■ **Exercise materials**
[BEGIN]

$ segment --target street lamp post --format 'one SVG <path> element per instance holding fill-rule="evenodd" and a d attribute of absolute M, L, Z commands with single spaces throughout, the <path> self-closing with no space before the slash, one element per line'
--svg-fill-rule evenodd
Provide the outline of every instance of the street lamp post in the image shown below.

[END]
[BEGIN]

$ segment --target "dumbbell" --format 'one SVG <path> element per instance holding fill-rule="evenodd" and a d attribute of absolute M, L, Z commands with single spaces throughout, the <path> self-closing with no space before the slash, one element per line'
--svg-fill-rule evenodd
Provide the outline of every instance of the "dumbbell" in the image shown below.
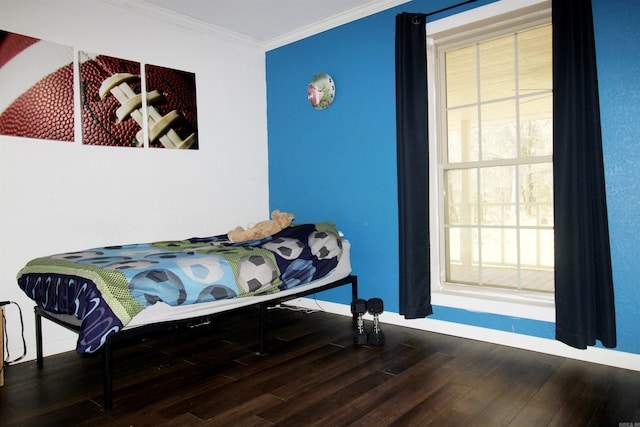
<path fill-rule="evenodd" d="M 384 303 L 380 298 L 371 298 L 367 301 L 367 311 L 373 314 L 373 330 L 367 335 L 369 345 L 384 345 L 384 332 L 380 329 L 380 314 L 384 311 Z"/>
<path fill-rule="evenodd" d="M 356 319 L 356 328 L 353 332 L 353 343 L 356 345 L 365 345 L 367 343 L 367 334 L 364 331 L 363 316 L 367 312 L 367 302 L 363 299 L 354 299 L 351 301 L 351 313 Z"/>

[END]
[BEGIN]

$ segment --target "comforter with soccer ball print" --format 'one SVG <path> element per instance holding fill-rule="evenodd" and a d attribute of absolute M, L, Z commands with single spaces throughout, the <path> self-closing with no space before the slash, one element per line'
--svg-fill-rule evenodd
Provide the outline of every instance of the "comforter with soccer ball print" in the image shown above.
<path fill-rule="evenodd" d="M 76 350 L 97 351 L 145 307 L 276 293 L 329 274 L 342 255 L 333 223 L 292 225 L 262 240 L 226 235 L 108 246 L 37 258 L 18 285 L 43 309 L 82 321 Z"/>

[END]

■ **The problem**
Please reproduce the lines from the one containing "segment --target street" through the one containing "Provide the outline of every instance of the street", swapping "street lamp post" for "traffic light" and changing nothing else.

■ **Answer to this task**
$ segment --target traffic light --format 'one SVG <path> element per instance holding fill-rule="evenodd" and a d attribute of absolute M, L, Z commands with single spaces throughout, the <path> self-closing with no space before the slash, one element per line'
--svg-fill-rule evenodd
Provide the outline of every instance of the traffic light in the image shown below.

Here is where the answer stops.